_SUPPLIED MATERIAL:_
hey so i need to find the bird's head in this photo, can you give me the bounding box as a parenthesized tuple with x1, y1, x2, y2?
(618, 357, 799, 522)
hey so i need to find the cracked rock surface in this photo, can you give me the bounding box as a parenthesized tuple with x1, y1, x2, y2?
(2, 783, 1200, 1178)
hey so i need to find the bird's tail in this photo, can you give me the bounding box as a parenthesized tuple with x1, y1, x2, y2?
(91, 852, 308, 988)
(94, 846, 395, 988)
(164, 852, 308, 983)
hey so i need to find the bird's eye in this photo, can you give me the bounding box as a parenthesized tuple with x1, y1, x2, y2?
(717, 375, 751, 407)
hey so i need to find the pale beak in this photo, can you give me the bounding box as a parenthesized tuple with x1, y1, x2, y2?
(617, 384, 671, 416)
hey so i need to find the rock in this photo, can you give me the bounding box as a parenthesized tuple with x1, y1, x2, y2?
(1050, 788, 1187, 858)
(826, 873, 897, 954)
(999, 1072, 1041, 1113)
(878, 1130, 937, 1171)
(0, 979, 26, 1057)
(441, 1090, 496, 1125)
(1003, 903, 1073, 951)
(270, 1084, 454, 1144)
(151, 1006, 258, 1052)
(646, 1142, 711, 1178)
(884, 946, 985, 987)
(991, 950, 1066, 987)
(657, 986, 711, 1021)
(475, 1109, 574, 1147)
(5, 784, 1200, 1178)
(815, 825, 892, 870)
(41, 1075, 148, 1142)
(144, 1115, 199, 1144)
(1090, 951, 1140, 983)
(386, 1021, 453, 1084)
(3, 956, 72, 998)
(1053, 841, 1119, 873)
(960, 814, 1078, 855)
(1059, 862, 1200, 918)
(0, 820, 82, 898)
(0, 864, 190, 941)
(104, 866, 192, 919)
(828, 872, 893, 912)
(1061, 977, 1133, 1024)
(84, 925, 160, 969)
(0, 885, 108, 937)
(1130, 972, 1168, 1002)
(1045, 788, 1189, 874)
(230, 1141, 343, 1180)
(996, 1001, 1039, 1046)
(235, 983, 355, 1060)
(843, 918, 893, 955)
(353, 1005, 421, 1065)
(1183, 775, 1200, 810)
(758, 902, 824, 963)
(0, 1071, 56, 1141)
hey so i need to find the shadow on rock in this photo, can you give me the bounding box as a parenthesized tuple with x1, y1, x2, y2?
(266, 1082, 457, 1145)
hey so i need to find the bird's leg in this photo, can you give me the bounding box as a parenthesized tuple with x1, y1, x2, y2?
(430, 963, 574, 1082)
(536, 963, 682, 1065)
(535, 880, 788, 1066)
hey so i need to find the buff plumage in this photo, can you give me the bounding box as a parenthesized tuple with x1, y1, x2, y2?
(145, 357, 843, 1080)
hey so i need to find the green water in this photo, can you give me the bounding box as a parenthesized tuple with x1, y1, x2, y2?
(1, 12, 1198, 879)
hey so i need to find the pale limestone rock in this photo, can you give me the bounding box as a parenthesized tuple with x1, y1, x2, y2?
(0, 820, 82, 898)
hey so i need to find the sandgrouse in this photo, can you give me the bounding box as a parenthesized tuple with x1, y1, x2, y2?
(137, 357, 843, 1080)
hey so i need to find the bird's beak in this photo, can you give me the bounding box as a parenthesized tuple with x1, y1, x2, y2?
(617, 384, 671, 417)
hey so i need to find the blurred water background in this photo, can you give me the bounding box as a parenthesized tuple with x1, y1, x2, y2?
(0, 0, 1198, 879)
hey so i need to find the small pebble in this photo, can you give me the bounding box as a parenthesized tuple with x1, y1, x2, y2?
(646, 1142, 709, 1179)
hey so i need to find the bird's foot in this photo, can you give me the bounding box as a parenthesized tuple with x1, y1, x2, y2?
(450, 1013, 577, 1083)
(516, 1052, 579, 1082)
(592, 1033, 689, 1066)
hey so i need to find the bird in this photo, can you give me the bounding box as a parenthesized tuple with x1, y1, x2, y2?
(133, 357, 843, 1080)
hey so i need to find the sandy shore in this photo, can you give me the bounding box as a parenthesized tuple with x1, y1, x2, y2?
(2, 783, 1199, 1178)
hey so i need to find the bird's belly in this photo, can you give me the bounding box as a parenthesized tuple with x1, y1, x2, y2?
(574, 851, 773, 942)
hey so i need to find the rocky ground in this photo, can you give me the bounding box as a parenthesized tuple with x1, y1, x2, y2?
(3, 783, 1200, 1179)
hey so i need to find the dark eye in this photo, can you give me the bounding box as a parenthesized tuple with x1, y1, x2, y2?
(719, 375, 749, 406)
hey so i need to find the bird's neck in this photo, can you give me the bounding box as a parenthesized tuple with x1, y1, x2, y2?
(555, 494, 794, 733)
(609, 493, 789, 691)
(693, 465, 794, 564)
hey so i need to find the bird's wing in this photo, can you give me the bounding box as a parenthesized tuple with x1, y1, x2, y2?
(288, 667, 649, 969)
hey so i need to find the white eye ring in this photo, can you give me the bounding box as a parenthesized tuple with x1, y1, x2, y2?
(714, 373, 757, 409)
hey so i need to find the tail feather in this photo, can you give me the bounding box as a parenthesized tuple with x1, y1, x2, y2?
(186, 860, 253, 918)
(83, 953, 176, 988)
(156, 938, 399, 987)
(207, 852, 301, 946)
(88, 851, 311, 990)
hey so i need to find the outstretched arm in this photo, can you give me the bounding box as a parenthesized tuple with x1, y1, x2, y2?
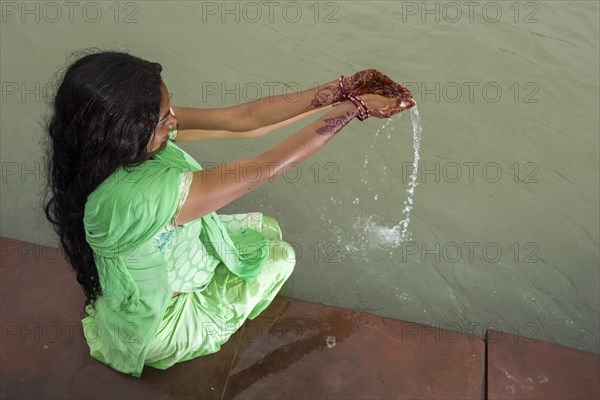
(173, 107, 325, 142)
(171, 78, 341, 133)
(171, 69, 413, 138)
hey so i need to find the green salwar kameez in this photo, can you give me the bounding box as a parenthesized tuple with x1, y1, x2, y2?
(81, 128, 295, 377)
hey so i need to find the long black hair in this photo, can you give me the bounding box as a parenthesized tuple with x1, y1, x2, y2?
(43, 49, 164, 309)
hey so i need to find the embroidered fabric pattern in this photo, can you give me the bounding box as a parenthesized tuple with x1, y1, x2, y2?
(246, 212, 263, 230)
(218, 212, 263, 233)
(155, 225, 177, 254)
(154, 171, 194, 254)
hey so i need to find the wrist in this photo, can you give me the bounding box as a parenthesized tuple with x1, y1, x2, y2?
(308, 78, 345, 110)
(335, 93, 370, 122)
(328, 75, 370, 121)
(335, 101, 362, 122)
(316, 102, 359, 136)
(346, 94, 370, 121)
(331, 75, 349, 106)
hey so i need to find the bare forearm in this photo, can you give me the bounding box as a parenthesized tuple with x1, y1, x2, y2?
(174, 107, 324, 142)
(254, 102, 357, 176)
(219, 101, 358, 194)
(237, 78, 342, 131)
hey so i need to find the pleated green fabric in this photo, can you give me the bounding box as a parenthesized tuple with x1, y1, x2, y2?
(81, 137, 294, 378)
(144, 215, 295, 370)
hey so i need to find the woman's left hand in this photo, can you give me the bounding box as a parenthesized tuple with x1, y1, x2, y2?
(334, 69, 415, 108)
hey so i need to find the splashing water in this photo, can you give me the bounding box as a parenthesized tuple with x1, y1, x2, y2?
(398, 103, 422, 242)
(361, 117, 395, 189)
(354, 103, 423, 248)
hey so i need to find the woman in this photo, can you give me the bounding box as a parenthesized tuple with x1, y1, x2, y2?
(43, 50, 414, 377)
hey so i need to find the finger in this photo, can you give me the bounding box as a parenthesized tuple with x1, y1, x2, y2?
(378, 73, 395, 87)
(398, 92, 416, 108)
(375, 86, 402, 98)
(394, 83, 413, 99)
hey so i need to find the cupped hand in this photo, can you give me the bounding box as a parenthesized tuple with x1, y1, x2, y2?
(340, 69, 414, 105)
(359, 93, 414, 119)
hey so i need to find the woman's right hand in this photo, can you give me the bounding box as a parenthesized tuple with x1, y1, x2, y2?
(359, 93, 415, 119)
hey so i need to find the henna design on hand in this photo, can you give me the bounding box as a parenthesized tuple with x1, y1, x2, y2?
(335, 69, 414, 105)
(316, 111, 357, 136)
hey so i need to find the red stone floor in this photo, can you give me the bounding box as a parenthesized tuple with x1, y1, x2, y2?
(1, 236, 598, 399)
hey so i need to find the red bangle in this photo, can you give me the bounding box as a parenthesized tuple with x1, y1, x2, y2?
(339, 75, 349, 99)
(347, 95, 365, 120)
(332, 75, 349, 107)
(348, 93, 370, 121)
(333, 74, 370, 121)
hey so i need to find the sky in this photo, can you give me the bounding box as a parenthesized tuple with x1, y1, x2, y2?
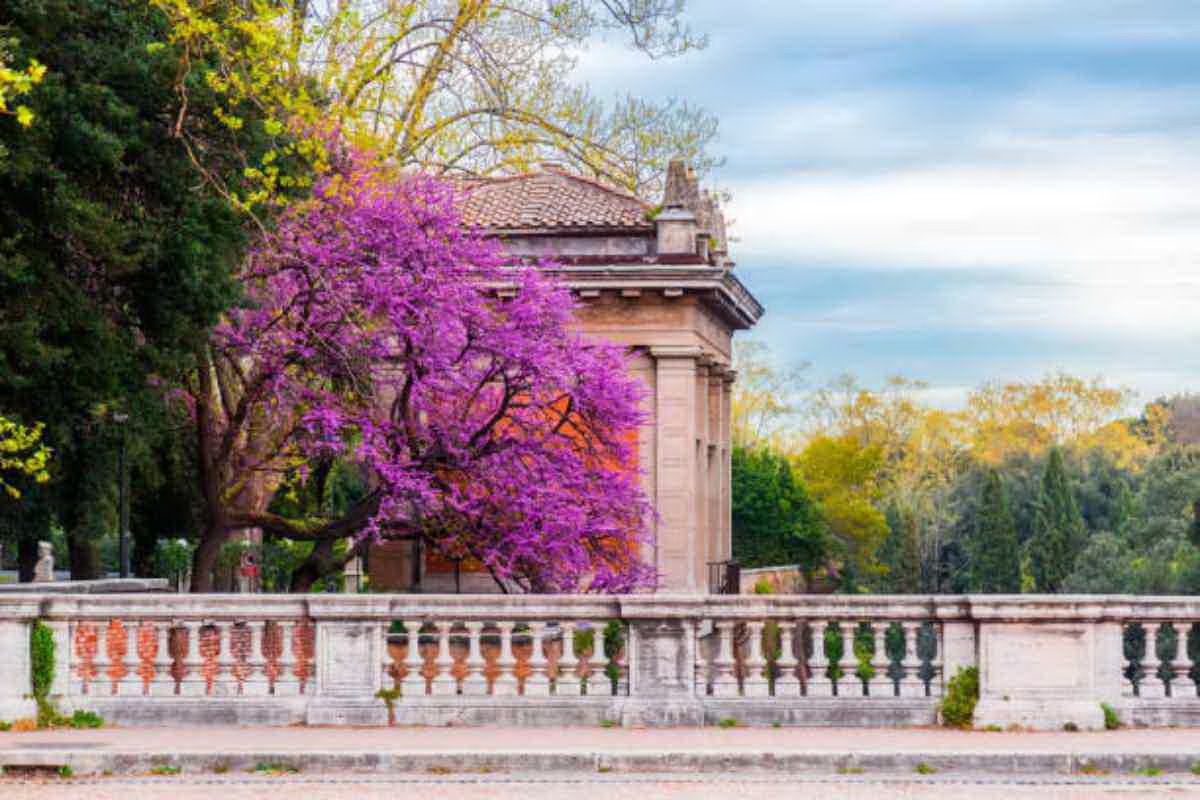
(577, 0, 1200, 408)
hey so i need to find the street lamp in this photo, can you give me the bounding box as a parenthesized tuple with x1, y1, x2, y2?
(112, 412, 130, 579)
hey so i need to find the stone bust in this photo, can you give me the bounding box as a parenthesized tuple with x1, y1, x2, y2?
(32, 540, 54, 582)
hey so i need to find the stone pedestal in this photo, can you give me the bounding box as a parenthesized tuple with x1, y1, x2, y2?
(0, 612, 37, 720)
(306, 619, 387, 725)
(973, 621, 1117, 731)
(620, 619, 704, 726)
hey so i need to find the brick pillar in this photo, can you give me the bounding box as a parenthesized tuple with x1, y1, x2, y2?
(650, 346, 702, 591)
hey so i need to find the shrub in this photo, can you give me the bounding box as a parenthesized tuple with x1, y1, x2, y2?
(1101, 702, 1121, 730)
(753, 578, 774, 595)
(717, 717, 738, 729)
(940, 667, 980, 728)
(914, 762, 937, 775)
(68, 710, 103, 729)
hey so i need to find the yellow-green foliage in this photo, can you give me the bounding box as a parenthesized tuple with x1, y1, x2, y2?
(0, 415, 51, 498)
(940, 666, 979, 728)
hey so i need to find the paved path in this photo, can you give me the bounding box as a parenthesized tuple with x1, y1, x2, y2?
(3, 773, 1200, 799)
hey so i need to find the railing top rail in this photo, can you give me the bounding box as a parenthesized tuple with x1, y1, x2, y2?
(6, 592, 1200, 624)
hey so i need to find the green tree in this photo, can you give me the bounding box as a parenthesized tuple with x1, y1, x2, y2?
(967, 469, 1021, 593)
(877, 503, 920, 593)
(1027, 448, 1087, 593)
(0, 0, 296, 577)
(731, 445, 828, 579)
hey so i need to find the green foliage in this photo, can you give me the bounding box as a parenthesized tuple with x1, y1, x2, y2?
(752, 578, 774, 595)
(1101, 702, 1121, 730)
(968, 469, 1022, 593)
(732, 445, 828, 572)
(67, 709, 103, 729)
(58, 765, 73, 778)
(852, 622, 875, 686)
(940, 666, 979, 728)
(823, 624, 845, 683)
(877, 503, 921, 593)
(0, 720, 11, 731)
(153, 538, 194, 588)
(716, 717, 738, 728)
(29, 619, 53, 701)
(1028, 449, 1087, 593)
(149, 764, 181, 776)
(914, 762, 937, 775)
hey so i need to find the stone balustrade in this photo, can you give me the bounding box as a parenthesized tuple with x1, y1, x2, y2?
(2, 594, 1199, 729)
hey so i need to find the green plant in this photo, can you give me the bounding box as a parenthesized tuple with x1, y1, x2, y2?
(853, 622, 876, 687)
(717, 717, 738, 729)
(1190, 761, 1200, 776)
(213, 763, 230, 774)
(914, 762, 937, 775)
(771, 721, 781, 729)
(58, 765, 73, 779)
(0, 721, 10, 731)
(253, 762, 299, 774)
(375, 687, 401, 726)
(68, 710, 104, 729)
(837, 766, 864, 775)
(1135, 766, 1162, 777)
(753, 578, 774, 595)
(823, 625, 845, 684)
(1101, 702, 1121, 730)
(1063, 722, 1079, 732)
(939, 667, 980, 728)
(1077, 760, 1108, 776)
(982, 724, 1003, 732)
(149, 764, 181, 776)
(599, 718, 617, 728)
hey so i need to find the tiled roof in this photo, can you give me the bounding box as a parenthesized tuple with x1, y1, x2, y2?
(460, 169, 652, 232)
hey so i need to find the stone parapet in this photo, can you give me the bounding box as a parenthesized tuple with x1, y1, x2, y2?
(0, 594, 1197, 729)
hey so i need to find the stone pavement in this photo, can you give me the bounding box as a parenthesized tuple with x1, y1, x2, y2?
(3, 773, 1200, 799)
(4, 726, 1200, 780)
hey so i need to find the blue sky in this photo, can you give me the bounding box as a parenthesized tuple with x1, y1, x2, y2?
(578, 1, 1200, 407)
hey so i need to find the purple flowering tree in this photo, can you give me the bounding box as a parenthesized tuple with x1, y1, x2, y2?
(183, 161, 655, 593)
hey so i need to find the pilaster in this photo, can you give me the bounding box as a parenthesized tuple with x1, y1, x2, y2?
(650, 346, 703, 591)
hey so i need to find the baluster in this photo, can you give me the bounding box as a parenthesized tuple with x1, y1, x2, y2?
(694, 620, 713, 697)
(215, 622, 235, 696)
(1141, 623, 1165, 699)
(775, 620, 800, 697)
(245, 621, 267, 696)
(430, 622, 457, 696)
(493, 622, 520, 696)
(556, 622, 581, 696)
(400, 621, 426, 698)
(899, 622, 924, 698)
(711, 621, 739, 697)
(152, 622, 172, 696)
(928, 622, 944, 697)
(827, 622, 847, 697)
(1175, 624, 1198, 699)
(869, 622, 892, 697)
(807, 621, 832, 697)
(177, 621, 199, 696)
(524, 622, 551, 696)
(275, 621, 295, 696)
(462, 622, 489, 696)
(743, 620, 770, 698)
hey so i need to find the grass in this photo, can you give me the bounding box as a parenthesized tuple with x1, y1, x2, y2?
(212, 763, 230, 774)
(149, 764, 181, 776)
(58, 765, 74, 779)
(914, 762, 937, 775)
(981, 724, 1003, 732)
(1134, 766, 1162, 777)
(1077, 760, 1109, 776)
(716, 718, 738, 729)
(252, 762, 300, 775)
(1101, 702, 1121, 730)
(599, 718, 617, 728)
(837, 766, 864, 775)
(1192, 762, 1200, 776)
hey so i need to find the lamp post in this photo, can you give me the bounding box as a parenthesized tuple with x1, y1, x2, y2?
(112, 412, 130, 578)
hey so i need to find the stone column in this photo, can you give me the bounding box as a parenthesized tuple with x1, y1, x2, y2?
(707, 368, 724, 584)
(307, 599, 388, 725)
(720, 369, 736, 564)
(650, 346, 703, 591)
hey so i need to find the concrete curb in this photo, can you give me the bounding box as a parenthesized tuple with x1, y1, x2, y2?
(3, 748, 1200, 777)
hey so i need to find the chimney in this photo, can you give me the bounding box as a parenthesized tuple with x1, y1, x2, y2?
(656, 158, 698, 256)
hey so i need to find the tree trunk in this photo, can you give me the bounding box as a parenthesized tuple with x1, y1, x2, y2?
(17, 537, 37, 583)
(290, 537, 336, 593)
(190, 524, 229, 592)
(67, 527, 103, 580)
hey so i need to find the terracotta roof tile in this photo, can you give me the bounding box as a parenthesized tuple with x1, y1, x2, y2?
(459, 169, 652, 232)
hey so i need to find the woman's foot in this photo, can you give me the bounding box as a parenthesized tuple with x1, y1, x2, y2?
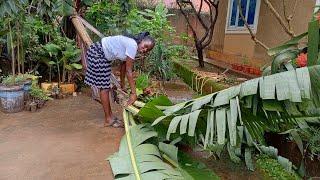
(111, 118, 124, 128)
(103, 116, 116, 127)
(103, 117, 124, 128)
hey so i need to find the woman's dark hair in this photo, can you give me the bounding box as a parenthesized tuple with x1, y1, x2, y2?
(301, 47, 308, 54)
(123, 31, 155, 45)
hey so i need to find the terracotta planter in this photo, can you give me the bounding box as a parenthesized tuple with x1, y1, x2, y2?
(243, 65, 251, 73)
(231, 63, 238, 70)
(41, 82, 58, 93)
(254, 68, 261, 76)
(238, 64, 244, 71)
(0, 84, 25, 113)
(249, 67, 254, 74)
(60, 83, 75, 95)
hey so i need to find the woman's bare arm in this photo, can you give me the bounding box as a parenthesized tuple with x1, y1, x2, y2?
(125, 57, 137, 105)
(120, 61, 126, 89)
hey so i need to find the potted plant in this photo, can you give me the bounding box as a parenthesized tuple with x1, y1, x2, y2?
(0, 75, 25, 113)
(59, 41, 82, 95)
(41, 39, 81, 95)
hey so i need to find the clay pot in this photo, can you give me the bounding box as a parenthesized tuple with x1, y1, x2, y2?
(243, 65, 251, 73)
(249, 67, 254, 74)
(231, 63, 238, 70)
(238, 64, 244, 71)
(0, 84, 25, 113)
(254, 68, 261, 75)
(60, 83, 75, 95)
(41, 82, 58, 93)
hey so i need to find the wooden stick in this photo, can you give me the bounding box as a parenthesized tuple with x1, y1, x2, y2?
(70, 16, 93, 47)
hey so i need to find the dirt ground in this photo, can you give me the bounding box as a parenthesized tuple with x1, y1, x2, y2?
(0, 94, 124, 180)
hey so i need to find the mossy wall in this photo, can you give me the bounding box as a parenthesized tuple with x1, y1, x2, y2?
(172, 60, 227, 95)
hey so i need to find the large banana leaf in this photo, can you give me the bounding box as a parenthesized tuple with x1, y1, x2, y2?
(137, 66, 320, 170)
(108, 109, 219, 179)
(150, 66, 318, 144)
(108, 110, 183, 180)
(308, 20, 320, 66)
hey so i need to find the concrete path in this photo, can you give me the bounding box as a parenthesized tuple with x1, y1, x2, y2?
(0, 95, 124, 180)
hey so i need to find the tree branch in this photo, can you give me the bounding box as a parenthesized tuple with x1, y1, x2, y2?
(183, 0, 208, 31)
(238, 0, 269, 50)
(263, 0, 295, 37)
(177, 1, 198, 41)
(199, 0, 213, 43)
(202, 0, 219, 47)
(282, 0, 297, 36)
(198, 0, 203, 14)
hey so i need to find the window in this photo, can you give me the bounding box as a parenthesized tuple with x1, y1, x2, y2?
(226, 0, 261, 33)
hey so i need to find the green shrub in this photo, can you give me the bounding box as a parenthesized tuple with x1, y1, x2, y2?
(29, 85, 51, 101)
(308, 127, 320, 160)
(256, 155, 300, 180)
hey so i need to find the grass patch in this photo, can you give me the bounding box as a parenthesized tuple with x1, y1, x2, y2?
(256, 155, 300, 180)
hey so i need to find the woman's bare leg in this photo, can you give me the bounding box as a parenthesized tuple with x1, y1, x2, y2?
(100, 89, 113, 125)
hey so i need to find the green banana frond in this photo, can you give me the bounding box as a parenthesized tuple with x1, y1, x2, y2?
(150, 66, 318, 147)
(108, 109, 220, 179)
(270, 49, 299, 74)
(108, 110, 183, 180)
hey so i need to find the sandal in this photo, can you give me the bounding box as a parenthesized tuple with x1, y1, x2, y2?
(112, 118, 124, 128)
(104, 120, 116, 127)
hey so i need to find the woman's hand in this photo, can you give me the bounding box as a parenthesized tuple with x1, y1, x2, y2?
(126, 93, 137, 106)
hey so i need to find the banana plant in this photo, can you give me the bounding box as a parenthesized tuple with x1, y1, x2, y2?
(134, 65, 320, 172)
(60, 43, 81, 83)
(43, 43, 61, 83)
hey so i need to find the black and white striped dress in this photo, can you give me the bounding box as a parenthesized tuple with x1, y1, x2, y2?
(84, 36, 138, 90)
(84, 41, 112, 89)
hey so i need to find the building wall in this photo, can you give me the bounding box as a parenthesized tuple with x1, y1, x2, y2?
(167, 0, 315, 67)
(254, 0, 315, 63)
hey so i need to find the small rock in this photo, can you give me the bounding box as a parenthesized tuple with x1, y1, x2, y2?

_ACTIVITY:_
Please return exactly the lines that run from the line with "hey so i need to find the green banana" through the end of the records above, both included, and nothing more.

_ANSWER:_
hey so i need to find the green banana frond in this photo, can you give me the bounding box as a parenthesized tuple with x1, y1, x2, y2?
(150, 66, 318, 147)
(108, 109, 220, 179)
(270, 49, 299, 74)
(108, 110, 183, 180)
hey so i need to find the sandal in this photo, can you give me the bounding box as a parenthesized tuple with x1, y1, x2, y2?
(112, 118, 124, 128)
(104, 120, 116, 127)
hey so i need to find the woman's hand in this photo, can you give me the bounding box as a parenthesized tuple with x1, y1, x2, y2?
(126, 93, 137, 106)
hey so i need to find the banana plant in this photo, can you give me the bounding box as a parenthesized tuple with x1, y1, x2, y2?
(134, 65, 320, 172)
(60, 43, 81, 83)
(43, 43, 61, 83)
hey so i need to find the black and white striped dress in this photo, can you give me the bounding box as a parenthesized tuple with x1, y1, x2, y2?
(84, 36, 138, 90)
(84, 41, 112, 89)
hey so i need to find the building wall in this photo, can you give me the bounding box as a parenthesized tuple with x1, y1, x2, y2?
(167, 0, 315, 67)
(254, 0, 315, 63)
hey so i need to find the small rock in this photo, can you give me the bounding box as a parenthesized tuple with x1, y1, x2, y2?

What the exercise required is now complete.